Selected extract:
* * * * *
Many of these companies, including Samsung, have built smartwatches on-and-off for years (indeed, the first smartwatches appeared more than a decade ago) but with little success. The earlier devices in particular had limited functions, were large, heavy, and featured batteries that drained rapidly.
But now the stakes are higher, as the smartphone market — particularly in the US and Western Europe — becomes saturated and tech companies look at new form factors. The unexpected success of the Kickstarter-financed Pebble smartwatch and the rise of wristwatch-like fitness bands has reignited interest in smartwatches, as have ongoing rumours that Apple is working on a similar device.
Recent smartwatches have tended to function as a second screen for a smartphone — for example, offering a way of reading emails or other updates while the phone stays in the user's pocket. There are already plenty of smartwatches that actually exist — the Pebble being the most celebrated of these (and compatible with both iOS and Android devices) along with Sony's SmartWatch (the second iteration of which goes on sale in September too).
If smartwatches take off there could be implications for industries from healthcare (such devices could be effective at monitoring health) through to banking (mobile payments could be easier with a watch than a phone).
Nobody is entirely convinced that smartwatches will be a huge success (indeed, past history would suggest ongoing disappointment), but nobody wants to risk getting left behind, either. If Samsung's device is well received by consumers, the rest of the tech giants will accelerate their plans.
* * * * *
Dataset extract:
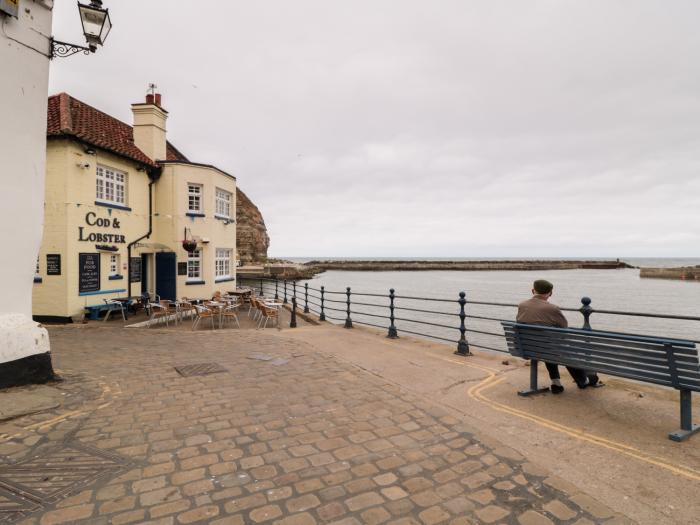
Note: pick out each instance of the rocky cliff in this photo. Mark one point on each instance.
(252, 240)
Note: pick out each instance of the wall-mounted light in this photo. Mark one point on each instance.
(96, 27)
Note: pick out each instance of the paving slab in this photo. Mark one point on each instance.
(317, 440)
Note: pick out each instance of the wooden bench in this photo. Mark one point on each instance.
(94, 310)
(658, 360)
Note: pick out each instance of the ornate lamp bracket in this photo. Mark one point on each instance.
(65, 49)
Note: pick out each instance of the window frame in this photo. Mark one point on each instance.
(105, 177)
(226, 199)
(222, 263)
(198, 195)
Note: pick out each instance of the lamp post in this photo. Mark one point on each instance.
(96, 27)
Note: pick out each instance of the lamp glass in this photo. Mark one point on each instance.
(94, 20)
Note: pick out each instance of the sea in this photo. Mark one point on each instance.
(426, 301)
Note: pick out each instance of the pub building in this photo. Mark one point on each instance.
(119, 202)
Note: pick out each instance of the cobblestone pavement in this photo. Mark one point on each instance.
(282, 435)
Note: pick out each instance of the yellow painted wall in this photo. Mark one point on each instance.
(171, 219)
(70, 196)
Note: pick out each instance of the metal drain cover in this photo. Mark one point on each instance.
(200, 369)
(51, 476)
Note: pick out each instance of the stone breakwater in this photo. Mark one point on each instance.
(291, 271)
(687, 273)
(378, 266)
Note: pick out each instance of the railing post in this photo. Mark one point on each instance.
(462, 345)
(586, 310)
(322, 317)
(293, 322)
(348, 321)
(392, 329)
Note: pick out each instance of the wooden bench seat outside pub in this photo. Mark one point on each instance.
(658, 360)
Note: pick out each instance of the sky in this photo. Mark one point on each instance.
(542, 128)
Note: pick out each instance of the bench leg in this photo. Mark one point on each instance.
(533, 381)
(687, 427)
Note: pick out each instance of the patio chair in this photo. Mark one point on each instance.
(268, 314)
(230, 313)
(114, 305)
(187, 309)
(158, 313)
(203, 313)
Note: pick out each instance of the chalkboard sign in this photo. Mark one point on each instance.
(135, 270)
(88, 272)
(53, 264)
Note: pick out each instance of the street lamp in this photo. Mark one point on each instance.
(96, 27)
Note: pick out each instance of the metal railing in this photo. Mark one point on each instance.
(467, 324)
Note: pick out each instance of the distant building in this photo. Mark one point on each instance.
(24, 58)
(120, 200)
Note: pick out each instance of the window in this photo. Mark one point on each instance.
(194, 265)
(223, 263)
(111, 186)
(194, 198)
(223, 203)
(113, 265)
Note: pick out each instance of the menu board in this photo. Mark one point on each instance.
(135, 270)
(88, 272)
(53, 264)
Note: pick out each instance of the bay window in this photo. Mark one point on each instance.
(223, 203)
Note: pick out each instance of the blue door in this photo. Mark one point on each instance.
(166, 270)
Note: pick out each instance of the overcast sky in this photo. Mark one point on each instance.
(425, 128)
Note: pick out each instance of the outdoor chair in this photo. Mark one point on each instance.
(230, 313)
(187, 309)
(114, 305)
(203, 313)
(158, 313)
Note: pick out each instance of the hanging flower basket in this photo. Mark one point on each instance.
(189, 245)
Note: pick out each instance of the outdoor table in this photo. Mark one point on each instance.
(219, 309)
(126, 303)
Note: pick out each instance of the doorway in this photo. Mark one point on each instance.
(166, 275)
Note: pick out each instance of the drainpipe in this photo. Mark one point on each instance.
(153, 175)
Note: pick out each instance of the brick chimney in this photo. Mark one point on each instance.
(149, 126)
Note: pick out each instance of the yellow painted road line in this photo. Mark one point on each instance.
(476, 393)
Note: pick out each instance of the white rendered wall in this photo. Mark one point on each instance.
(24, 72)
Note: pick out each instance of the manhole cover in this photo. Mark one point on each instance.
(13, 507)
(200, 369)
(51, 476)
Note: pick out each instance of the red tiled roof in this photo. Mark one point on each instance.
(68, 116)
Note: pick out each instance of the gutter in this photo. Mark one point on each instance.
(153, 175)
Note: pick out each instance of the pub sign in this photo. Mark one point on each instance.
(88, 272)
(53, 264)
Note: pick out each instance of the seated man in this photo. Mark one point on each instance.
(538, 310)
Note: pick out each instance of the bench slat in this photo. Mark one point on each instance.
(607, 335)
(683, 362)
(608, 342)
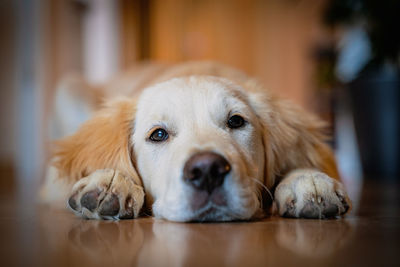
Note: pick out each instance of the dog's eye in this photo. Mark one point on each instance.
(235, 121)
(159, 135)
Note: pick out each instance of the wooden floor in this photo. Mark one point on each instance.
(33, 235)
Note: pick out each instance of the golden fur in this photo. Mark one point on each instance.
(292, 138)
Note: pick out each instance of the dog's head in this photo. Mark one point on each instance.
(204, 147)
(199, 149)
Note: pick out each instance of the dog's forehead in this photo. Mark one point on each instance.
(185, 94)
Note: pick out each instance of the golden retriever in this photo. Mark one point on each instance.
(196, 142)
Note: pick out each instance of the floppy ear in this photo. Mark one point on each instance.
(293, 138)
(102, 142)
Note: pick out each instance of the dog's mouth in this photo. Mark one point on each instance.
(209, 206)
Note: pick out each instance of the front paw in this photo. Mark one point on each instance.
(311, 194)
(106, 194)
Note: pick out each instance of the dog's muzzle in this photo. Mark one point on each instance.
(206, 171)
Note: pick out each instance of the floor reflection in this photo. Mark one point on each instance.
(149, 242)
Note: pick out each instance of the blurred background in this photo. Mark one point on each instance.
(339, 59)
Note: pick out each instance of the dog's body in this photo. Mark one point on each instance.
(196, 142)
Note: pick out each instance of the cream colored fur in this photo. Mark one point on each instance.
(192, 102)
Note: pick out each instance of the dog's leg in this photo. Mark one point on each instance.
(308, 193)
(106, 194)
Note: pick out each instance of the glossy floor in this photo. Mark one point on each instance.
(34, 235)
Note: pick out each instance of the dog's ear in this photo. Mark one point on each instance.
(292, 137)
(102, 142)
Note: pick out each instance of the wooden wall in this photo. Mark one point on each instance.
(273, 40)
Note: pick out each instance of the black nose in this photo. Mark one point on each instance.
(206, 171)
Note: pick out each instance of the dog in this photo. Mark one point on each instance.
(197, 141)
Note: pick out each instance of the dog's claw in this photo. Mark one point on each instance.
(110, 206)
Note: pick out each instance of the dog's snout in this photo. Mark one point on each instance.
(206, 171)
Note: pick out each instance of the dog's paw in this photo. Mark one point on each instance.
(311, 194)
(106, 194)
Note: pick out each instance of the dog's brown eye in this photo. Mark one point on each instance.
(159, 135)
(235, 121)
* * * * *
Exercise brief:
Write out, word for word, the portion of the smartwatch passage between "Recent smartwatches have" and "in September too).", inclusive.

The response:
Recent smartwatches have tended to function as a second screen for a smartphone — for example, offering a way of reading emails or other updates while the phone stays in the user's pocket. There are already plenty of smartwatches that actually exist — the Pebble being the most celebrated of these (and compatible with both iOS and Android devices) along with Sony's SmartWatch (the second iteration of which goes on sale in September too).